_Exercise requirements:_ An exact transcription is needed, starting with the line that contains "Expected format per" and ending with the last line of the records.

_Material supplied:_
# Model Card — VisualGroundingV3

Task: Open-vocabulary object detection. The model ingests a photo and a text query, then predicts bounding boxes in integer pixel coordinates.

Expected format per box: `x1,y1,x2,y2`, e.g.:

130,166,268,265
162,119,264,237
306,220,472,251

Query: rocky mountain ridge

_Answer:_
Expected format per box: `x1,y1,x2,y2`, e.g.:

130,166,268,265
162,119,264,237
306,220,472,251

Query: rocky mountain ridge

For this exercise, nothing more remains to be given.